WHAT YOU HAVE TO DO.
Render every line of the records below as a JSON list of strings, one string per line, with blank lines omitted. Leave the pictures out of your answer.

AVAILABLE DATA.

○ ○ ○ ○ ○ ○ ○

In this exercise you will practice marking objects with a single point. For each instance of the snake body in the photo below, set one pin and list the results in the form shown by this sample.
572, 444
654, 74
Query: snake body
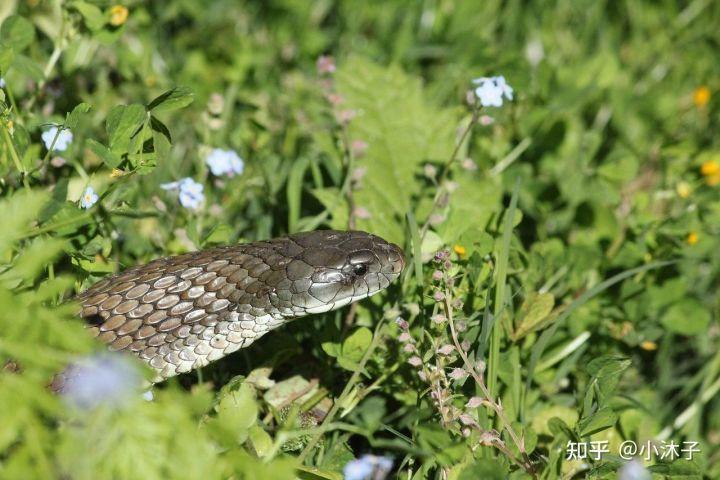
182, 312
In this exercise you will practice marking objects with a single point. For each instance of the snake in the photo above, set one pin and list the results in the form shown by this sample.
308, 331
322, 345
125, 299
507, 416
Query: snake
179, 313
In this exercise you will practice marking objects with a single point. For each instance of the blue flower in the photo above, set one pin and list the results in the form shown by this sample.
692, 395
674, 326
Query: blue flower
191, 192
367, 467
64, 139
490, 91
102, 379
634, 470
89, 198
225, 162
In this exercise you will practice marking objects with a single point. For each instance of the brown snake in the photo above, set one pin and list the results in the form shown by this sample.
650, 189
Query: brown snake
183, 312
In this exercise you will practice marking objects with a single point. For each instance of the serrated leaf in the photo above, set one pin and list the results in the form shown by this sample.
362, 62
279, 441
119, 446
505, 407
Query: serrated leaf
173, 99
403, 130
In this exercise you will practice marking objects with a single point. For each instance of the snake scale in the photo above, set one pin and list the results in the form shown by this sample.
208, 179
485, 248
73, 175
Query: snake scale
182, 312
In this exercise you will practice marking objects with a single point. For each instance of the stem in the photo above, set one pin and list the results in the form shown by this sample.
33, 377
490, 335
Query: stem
526, 464
446, 169
346, 391
15, 157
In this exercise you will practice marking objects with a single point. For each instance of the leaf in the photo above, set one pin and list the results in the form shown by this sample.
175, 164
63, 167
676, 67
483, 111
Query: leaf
484, 468
7, 55
403, 130
110, 159
534, 310
160, 127
33, 260
72, 119
606, 372
17, 32
686, 317
259, 440
354, 347
178, 97
679, 468
92, 15
122, 123
597, 422
29, 67
236, 412
58, 199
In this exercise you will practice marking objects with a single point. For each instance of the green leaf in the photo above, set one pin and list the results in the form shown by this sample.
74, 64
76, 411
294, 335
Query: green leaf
236, 412
485, 468
72, 119
110, 159
606, 372
403, 129
597, 422
123, 122
687, 317
92, 15
7, 55
679, 468
29, 67
178, 97
17, 32
354, 347
534, 310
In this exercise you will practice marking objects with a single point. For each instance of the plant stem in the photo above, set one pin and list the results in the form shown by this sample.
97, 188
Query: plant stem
15, 157
346, 391
526, 464
446, 169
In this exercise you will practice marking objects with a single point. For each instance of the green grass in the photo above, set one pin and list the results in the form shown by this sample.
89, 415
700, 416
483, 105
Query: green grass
580, 224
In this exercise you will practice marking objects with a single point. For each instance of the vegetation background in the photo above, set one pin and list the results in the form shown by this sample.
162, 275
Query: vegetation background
577, 298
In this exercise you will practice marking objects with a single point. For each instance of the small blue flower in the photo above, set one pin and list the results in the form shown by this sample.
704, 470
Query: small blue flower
64, 138
225, 162
490, 91
191, 192
89, 198
367, 467
102, 379
634, 470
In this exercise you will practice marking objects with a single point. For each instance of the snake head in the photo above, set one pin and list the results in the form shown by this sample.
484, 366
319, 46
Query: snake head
339, 268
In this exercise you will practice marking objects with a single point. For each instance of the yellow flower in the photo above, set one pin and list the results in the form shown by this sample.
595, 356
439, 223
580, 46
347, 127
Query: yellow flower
710, 167
460, 250
118, 15
648, 345
683, 189
713, 179
701, 96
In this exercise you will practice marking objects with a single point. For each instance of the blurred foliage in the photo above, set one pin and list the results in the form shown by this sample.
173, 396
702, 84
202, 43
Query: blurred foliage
611, 141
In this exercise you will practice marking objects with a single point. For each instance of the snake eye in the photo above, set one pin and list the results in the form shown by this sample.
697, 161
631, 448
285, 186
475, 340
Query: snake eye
360, 269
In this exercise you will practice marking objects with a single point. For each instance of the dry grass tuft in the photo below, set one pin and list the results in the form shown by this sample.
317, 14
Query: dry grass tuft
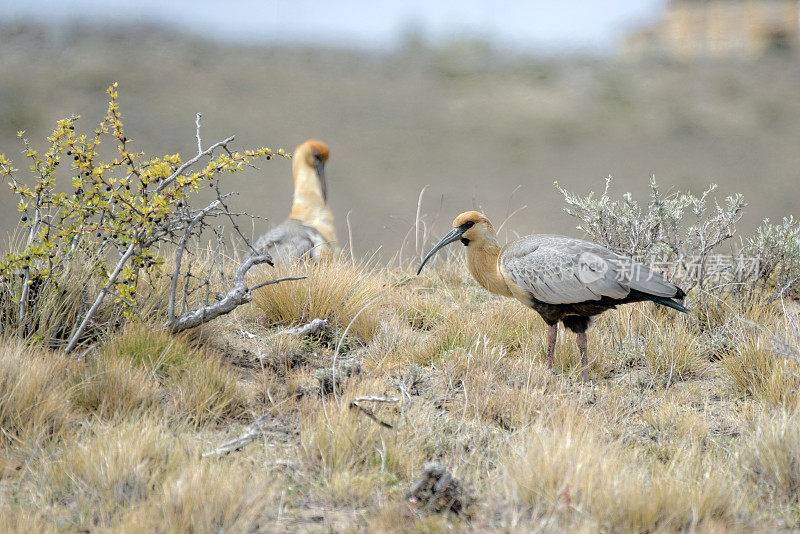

○ ○ ○ ○ ○ ○ ○

EXERCISE RESULT.
[
  "In this exercise you will practice marking objects with a single point. For each instance of the snake body in the photo below, set one pin and list the results in the form shown by this sample.",
  "572, 444",
  "654, 74",
  "Query: snake body",
  "182, 312",
  "In this exercise you will practice marking objects with a single point. For each instance of the snake in the photo above, set one pin and list the results in the form shown by this sample.",
  "308, 331",
  "322, 345",
  "125, 299",
  "507, 416",
  "Query: snake",
  "179, 313",
  "In this exercise you will practice marking objects with a single point. For each instance of the blue flower in the photo above, set one pin and list the results in the form shown by this sample.",
  "692, 395",
  "674, 326",
  "Query: blue flower",
  "191, 192",
  "367, 467",
  "64, 139",
  "490, 91",
  "102, 379",
  "634, 470",
  "89, 198",
  "225, 162",
  "In this exercise you will practice marking objects with a single point. For each instance of the brown snake in the photo above, set one pin and list the results in the form shown by this sample.",
  "650, 189",
  "Query: brown snake",
  "183, 312",
  "In this exercise you will practice marking objects with a single point. For each instance of the serrated leaf in the photo above, set one pin and list the results in the form shown by this sample.",
  "362, 62",
  "279, 441",
  "119, 446",
  "505, 407",
  "Query: serrated leaf",
  "173, 99",
  "403, 130",
  "In this exercise you will practice marking objects with a single point. For each instance of the snake scale in the photo above, set one pin and list the results in the form shown by this sample.",
  "208, 179",
  "485, 248",
  "73, 175",
  "Query: snake scale",
  "182, 312",
  "In this exercise you will practice marking objects with a single point. For each instance of the stem in the photo above, set one pin and list the results in the form shown by this sample.",
  "33, 377",
  "490, 335",
  "Query: stem",
  "526, 464",
  "446, 169",
  "346, 391",
  "15, 157",
  "In this exercise you will practice marking objects with a single point. For each instance of the leaf in the photo above, set one pin and list the results in the form shown by this sample.",
  "175, 164",
  "63, 167",
  "676, 67",
  "483, 111",
  "Query: leaf",
  "484, 468",
  "7, 55",
  "403, 130",
  "110, 159",
  "534, 310",
  "160, 127",
  "33, 260",
  "72, 119",
  "606, 372",
  "17, 32",
  "686, 317",
  "259, 440",
  "354, 347",
  "178, 97",
  "679, 468",
  "92, 15",
  "122, 123",
  "597, 422",
  "29, 67",
  "236, 412",
  "58, 199",
  "In this exercise you will practice marking objects with a single point. For each instance of the green leaf in the photo above, set one pin and list the results in the form shown by this sample.",
  "74, 64",
  "76, 411",
  "294, 335",
  "Query: green leaf",
  "236, 412",
  "485, 468",
  "72, 119",
  "110, 159",
  "606, 372",
  "403, 129",
  "597, 422",
  "123, 122",
  "687, 317",
  "92, 15",
  "7, 55",
  "679, 468",
  "29, 67",
  "178, 97",
  "17, 32",
  "354, 347",
  "534, 310",
  "In this exercise you will practice marking objects with a single point. For each instance of the plant stem in the photo above, set one pin and list the results in the form shown by this sample.",
  "97, 188",
  "Query: plant stem",
  "15, 157",
  "346, 391",
  "526, 464",
  "446, 169",
  "In this exercise you will practice marking objects with a single point. For each instance of the green grass in the photo above, set one pin and list the results in the form shown by this sample.",
  "89, 415",
  "700, 416",
  "483, 105",
  "Query: green grass",
  "580, 224",
  "In this exercise you will practice marking objects with a single point. For each instance of the vegetation background in the photo above, set one pin and list the results in the form shown by this sample.",
  "162, 275",
  "Query: vegetation background",
  "577, 298",
  "In this exercise you will practice marking objects with a single point. For each instance of the small blue flower in the photo above, set one pin and list the results in the form shown by this sample.",
  "704, 470",
  "Query: small blue flower",
  "64, 138",
  "225, 162",
  "490, 91",
  "191, 192",
  "89, 198",
  "367, 467",
  "102, 379",
  "634, 470",
  "In this exercise you will practice marking objects with a single point. For each instance of the snake head in the photo above, set one pin and list the results in the form shown by this sample.",
  "484, 366",
  "319, 46",
  "Query: snake head",
  "339, 268",
  "In this exercise you will practice marking objects with a single point. For each instance of the yellow flower in the photo above, set one pin and list the results in the form shown by this sample.",
  "595, 356",
  "439, 223",
  "580, 46",
  "347, 127",
  "Query: yellow flower",
  "710, 167",
  "460, 250",
  "118, 15",
  "648, 345",
  "683, 189",
  "713, 179",
  "701, 96",
  "In this exercise you will practice marking objects with a single point. For each instance of the blurred foliage in the photo above, set one pin and list the results in the form shown by this sample.",
  "173, 396",
  "702, 84",
  "202, 43",
  "Query: blurred foliage",
  "611, 141",
  "In this exercise you will practice marking objects with a single point. For each instance of the snake eye in the photo above, set one pin and list the results in the form shown by this sample.",
  "697, 161",
  "631, 448",
  "285, 186",
  "475, 340",
  "Query: snake eye",
  "360, 269",
  "In this exercise you will practice marking objects with a single point. For each instance of the dry grass tuft in the photo below, set one pin and list the results in the form shown by this sample.",
  "317, 14",
  "Query: dry grass tuft"
]